**TASK BRIEF**
Write a continuation of the passage below on the history of political polarization in the United States, starting after its last sentence.

I’m sharing an unusually long quotation, also shared by Political Animal, from one Dave Roberts (a writer with whom I am unfamiliar), because it has so much explanatory power.

Roberts traces the history behind America’s current political polarization, and he’s pretty convincing:

In postwar, mid-20th-century America, there was a period of substantial bipartisanship, and it powerfully shaped the way political and economic elites think about US politics. The popular picture of how politics works — reaching across the aisle, twisting arms, building coalitions behind common-sense policy — has clung to America’s self-conception long after the underlying structural features that enabled bipartisanship fundamentally shifted.

What enabled bipartisanship was, to simplify matters, the existence of socially liberal Republicans in the Northeast and Democrats in the South who were fiscally conservative and virulently racist. Ideologically heterogeneous parties meant that transactional, cross-party coalitions were relatively easy to come by.

Over the past several decades, the parties have polarized, i.e., sorted themselves ideologically (that’s what the GOP’s “Southern strategy” was about). Racist conservative Democrats became Republicans and social liberals became Democrats. The process has now all but completed: The rightmost national Democrat is now to the left of the leftmost national Republican.

Crucially, however, the process of polarization has been asymmetrical. While almost all liberals have become Democrats and almost all conservatives have become Republicans, far more Republicans self-identify as conservative than Democrats do as liberal, and consequently the GOP has moved much further right than the Democratic Party has left.

Part of the explanation is that there has been a demographic sorting as well. The demographics that tend Democrat — minorities, single women, young people, LGBTQ folks, academics, and artists — cluster in the “urban archipelago” of America’s cities. Meanwhile, the Republican Party has increasingly become the voice of white people who live around other white people in rural and suburban areas, where they have been radicalized by burgeoning right-wing media and a network of ideologically conservative think tanks and lobbying groups.

**EXTRACTED MATERIAL**

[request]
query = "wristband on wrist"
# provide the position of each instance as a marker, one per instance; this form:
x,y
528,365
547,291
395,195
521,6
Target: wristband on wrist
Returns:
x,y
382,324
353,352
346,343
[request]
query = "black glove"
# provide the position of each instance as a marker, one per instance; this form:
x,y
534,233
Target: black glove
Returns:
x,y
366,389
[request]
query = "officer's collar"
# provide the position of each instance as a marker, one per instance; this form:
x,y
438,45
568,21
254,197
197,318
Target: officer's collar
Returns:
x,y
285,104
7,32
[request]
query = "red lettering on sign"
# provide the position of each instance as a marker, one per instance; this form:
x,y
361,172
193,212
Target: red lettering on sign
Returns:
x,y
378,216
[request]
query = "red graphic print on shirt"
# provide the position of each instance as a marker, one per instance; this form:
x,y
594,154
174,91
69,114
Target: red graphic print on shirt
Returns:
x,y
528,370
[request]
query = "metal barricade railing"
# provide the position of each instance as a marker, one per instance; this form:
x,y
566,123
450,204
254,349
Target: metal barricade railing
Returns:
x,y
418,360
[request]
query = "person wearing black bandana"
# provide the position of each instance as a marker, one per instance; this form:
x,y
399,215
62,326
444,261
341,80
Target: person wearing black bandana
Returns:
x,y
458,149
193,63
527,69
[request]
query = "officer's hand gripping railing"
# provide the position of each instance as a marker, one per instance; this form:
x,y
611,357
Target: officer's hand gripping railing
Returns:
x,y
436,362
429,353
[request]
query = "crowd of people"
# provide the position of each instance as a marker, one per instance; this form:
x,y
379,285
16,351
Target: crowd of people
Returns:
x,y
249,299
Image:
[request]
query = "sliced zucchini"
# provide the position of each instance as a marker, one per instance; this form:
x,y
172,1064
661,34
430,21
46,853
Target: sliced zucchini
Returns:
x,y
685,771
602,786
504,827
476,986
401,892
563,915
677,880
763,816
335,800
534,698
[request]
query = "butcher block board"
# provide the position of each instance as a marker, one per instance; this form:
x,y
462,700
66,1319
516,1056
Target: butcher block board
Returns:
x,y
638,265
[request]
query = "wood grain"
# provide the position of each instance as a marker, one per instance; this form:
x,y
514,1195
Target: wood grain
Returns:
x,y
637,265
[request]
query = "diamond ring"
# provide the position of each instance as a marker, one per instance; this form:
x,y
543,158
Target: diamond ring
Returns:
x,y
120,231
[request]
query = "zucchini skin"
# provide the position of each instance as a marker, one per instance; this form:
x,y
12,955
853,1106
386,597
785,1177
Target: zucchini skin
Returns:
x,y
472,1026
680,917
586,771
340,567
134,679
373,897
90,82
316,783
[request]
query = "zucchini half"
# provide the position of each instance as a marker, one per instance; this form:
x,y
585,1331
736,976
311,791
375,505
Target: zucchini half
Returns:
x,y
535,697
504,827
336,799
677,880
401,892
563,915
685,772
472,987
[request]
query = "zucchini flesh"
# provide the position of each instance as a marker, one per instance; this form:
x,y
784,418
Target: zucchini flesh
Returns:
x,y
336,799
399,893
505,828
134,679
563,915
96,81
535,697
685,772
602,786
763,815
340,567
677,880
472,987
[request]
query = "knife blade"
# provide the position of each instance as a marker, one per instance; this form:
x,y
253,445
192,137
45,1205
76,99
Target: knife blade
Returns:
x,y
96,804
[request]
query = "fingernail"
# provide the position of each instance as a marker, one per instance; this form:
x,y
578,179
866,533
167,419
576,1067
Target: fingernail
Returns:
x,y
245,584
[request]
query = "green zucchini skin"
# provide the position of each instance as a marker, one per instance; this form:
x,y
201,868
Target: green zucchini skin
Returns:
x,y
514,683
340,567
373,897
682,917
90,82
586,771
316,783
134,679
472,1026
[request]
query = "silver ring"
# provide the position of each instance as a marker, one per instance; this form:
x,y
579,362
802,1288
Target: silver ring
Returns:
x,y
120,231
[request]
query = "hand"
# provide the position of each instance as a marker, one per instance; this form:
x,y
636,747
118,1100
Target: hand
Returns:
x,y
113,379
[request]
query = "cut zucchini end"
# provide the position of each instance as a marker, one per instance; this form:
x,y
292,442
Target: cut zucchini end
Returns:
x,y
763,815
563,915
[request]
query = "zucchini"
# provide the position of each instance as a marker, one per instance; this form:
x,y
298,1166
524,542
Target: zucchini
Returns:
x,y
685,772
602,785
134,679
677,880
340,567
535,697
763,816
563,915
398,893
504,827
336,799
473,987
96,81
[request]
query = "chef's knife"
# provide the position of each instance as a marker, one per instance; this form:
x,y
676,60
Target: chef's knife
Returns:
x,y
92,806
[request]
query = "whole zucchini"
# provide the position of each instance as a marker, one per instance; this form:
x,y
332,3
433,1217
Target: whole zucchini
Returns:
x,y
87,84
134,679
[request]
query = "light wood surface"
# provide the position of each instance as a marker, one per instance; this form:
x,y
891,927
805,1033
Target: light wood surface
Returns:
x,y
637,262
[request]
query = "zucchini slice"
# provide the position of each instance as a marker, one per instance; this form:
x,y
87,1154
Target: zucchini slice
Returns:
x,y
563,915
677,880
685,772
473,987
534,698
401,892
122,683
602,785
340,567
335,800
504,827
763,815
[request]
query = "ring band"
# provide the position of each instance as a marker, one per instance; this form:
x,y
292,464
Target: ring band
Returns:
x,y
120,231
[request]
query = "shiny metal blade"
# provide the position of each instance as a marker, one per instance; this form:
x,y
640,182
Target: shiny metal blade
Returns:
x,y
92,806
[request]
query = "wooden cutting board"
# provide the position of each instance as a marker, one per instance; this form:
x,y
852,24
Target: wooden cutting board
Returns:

**RESULT OF THE TASK**
It is not surprising that small-government ideology appeals to people who view government as a mechanism whereby special interest groups make claims on their resources, values, and privileges. Conservative whites, freaked out by hippies in the ’60s, blacks in the ’70s, communists in the ’80s, Clintons in the ’90s, Muslims in the ’00s, and Obama more recently, are now more or less permanently freaked out, gripped by a sense of “aggrieved entitlement,” convinced that they are “losing their country.” (If only someone would come along and promise to make it great again!)

As the GOP has grown more demographically and ideologically homogeneous, it has become, in the memorable words of congressional scholars Thomas Mann and Norm Ornstein, “a resurgent outlier: ideologically extreme; contemptuous of the inherited social and economic policy regime; scornful of compromise; un-persuaded by conventional understanding of facts, evidence, and science; and dismissive of the legitimacy of its political opposition.”

When I was a new lawyer, a more seasoned colleague told me “There’s actually only one legal question: what do we do?”

That question is equally applicable to politics. But for those of us who miss the previously sane and respectable Grand Old Party–and the balance it provided to the political system–the answer is far more elusive.